= Beginning of Section =
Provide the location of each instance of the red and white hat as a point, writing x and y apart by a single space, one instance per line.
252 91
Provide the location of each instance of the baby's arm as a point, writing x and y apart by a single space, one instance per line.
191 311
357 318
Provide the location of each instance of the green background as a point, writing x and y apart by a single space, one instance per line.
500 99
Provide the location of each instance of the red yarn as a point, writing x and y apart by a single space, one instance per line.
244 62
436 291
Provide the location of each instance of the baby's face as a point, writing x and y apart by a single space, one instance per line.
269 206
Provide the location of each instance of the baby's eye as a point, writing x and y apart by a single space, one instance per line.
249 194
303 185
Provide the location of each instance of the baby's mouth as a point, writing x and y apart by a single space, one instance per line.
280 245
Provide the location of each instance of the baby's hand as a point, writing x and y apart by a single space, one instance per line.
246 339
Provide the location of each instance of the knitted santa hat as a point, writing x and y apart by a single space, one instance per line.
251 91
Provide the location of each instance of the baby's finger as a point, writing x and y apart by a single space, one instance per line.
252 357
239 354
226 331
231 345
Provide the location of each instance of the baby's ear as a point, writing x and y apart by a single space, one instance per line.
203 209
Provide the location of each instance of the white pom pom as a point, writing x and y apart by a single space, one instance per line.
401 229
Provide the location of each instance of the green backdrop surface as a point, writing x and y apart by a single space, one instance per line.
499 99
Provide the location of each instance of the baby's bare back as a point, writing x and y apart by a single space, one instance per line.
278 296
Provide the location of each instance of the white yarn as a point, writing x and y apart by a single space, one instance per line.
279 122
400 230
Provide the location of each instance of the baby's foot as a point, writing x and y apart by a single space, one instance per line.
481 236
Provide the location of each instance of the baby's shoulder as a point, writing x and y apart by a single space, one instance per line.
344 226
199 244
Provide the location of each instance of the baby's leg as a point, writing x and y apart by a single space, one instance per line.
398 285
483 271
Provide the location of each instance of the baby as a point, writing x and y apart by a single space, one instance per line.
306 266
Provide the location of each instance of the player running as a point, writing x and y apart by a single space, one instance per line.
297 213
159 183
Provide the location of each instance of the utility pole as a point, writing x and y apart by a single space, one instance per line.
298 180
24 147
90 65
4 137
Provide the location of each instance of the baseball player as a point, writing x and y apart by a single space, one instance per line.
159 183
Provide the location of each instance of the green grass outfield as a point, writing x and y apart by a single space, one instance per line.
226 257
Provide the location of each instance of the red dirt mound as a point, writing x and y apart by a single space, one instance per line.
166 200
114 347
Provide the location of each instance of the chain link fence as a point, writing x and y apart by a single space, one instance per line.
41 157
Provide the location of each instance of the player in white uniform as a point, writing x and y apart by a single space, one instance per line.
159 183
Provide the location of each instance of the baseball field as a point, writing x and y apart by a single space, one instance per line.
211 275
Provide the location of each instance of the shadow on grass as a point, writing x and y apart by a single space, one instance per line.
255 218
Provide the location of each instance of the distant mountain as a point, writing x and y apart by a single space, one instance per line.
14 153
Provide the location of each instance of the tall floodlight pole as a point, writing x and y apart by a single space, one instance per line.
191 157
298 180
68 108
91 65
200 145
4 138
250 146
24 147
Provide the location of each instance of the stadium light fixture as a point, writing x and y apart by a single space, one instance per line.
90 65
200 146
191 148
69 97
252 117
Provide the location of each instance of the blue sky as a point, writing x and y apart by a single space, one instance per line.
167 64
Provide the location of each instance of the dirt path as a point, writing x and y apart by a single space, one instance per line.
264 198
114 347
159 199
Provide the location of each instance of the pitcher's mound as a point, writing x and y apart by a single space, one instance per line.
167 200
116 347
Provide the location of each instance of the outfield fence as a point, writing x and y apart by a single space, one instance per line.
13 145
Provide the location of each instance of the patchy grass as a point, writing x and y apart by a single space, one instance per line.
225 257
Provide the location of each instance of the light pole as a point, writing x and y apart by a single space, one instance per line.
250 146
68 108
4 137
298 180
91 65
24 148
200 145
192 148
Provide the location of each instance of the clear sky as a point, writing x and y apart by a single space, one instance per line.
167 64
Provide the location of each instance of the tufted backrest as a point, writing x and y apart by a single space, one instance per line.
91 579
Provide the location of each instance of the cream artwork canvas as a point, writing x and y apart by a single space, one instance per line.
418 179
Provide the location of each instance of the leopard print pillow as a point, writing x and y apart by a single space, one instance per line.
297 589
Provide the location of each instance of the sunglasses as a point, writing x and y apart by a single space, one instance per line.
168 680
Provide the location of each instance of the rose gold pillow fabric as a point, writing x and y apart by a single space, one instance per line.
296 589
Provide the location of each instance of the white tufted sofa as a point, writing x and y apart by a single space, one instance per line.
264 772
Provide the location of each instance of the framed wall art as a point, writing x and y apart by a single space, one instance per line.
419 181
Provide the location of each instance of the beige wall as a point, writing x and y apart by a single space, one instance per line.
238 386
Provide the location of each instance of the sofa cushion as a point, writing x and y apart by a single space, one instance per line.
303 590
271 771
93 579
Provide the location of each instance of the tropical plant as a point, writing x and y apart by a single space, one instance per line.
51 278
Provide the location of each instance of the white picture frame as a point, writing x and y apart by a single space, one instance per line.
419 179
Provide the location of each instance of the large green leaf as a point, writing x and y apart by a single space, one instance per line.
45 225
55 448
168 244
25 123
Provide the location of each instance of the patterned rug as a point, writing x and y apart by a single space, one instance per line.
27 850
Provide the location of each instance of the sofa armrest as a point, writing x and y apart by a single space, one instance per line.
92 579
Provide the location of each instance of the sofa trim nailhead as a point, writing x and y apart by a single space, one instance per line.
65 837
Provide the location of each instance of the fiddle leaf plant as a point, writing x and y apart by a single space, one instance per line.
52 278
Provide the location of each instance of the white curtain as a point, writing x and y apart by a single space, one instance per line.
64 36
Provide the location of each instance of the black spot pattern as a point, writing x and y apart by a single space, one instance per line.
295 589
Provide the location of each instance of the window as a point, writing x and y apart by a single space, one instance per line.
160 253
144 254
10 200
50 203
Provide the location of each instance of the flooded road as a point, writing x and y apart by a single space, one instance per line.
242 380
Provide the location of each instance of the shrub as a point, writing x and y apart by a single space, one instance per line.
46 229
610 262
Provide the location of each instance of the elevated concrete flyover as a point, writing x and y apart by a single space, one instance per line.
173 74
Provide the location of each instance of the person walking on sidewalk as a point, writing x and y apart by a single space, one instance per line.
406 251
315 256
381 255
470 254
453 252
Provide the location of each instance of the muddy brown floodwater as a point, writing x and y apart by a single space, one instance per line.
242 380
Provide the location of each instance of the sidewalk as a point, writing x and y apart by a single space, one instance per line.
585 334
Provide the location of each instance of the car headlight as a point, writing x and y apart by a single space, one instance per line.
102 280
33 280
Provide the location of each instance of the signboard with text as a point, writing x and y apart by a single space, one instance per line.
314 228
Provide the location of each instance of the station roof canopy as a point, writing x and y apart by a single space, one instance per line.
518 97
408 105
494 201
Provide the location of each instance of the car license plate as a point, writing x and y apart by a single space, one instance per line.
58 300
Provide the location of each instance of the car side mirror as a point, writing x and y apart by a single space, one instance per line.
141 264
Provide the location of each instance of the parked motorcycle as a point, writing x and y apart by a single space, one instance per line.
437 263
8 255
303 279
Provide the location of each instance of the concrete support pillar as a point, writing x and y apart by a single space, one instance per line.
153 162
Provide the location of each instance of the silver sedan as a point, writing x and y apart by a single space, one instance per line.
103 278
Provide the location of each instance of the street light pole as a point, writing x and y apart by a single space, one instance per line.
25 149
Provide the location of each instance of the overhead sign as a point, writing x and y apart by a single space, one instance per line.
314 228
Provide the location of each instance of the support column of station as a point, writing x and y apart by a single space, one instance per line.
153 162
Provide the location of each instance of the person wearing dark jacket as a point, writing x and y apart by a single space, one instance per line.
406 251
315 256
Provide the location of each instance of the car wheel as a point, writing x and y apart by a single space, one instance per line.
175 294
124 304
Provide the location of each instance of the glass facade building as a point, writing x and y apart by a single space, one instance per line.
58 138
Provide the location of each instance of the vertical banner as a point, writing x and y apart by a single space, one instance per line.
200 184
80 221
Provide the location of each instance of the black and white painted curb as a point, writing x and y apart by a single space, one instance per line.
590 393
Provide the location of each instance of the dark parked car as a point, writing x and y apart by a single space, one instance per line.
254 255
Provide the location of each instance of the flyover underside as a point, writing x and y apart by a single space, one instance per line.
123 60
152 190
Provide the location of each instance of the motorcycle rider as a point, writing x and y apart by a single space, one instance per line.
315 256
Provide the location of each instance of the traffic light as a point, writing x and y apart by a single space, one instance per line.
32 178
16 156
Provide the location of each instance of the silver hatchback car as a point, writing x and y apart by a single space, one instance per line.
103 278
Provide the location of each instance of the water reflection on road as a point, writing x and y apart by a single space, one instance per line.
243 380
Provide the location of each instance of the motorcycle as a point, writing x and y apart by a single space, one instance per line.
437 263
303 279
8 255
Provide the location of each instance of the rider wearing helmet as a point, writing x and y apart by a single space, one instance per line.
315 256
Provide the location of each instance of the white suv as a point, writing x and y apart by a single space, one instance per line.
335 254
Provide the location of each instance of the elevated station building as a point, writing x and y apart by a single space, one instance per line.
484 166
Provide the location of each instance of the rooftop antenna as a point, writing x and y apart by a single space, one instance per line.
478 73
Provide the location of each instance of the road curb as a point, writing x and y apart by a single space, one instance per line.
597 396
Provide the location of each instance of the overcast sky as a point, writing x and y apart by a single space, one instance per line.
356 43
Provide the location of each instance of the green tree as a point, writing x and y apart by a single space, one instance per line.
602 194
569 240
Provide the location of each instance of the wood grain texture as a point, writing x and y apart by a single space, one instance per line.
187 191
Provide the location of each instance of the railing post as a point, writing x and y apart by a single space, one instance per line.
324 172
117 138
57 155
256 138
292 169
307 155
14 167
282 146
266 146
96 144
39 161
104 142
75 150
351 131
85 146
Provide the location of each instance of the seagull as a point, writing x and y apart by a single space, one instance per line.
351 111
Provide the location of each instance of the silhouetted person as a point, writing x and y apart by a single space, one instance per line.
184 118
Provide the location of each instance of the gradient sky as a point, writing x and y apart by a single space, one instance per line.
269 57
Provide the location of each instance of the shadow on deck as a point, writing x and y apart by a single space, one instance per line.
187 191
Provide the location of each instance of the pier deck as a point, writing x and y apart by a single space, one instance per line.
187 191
= End of Section =
Problem to solve
Write out the lines above, starting at the line that contains "Provide the location of each instance of the shadow on deck" and ending with the final line, and nothing else; copy them exactly.

Solution to this exercise
Provide the location of each instance of the shadow on deck as a point, writing x and y apart by a single space, one instance per line.
187 191
Provide the location of each instance of the pier deck as a point, writing x and y apart by a single space, one instance per line.
187 191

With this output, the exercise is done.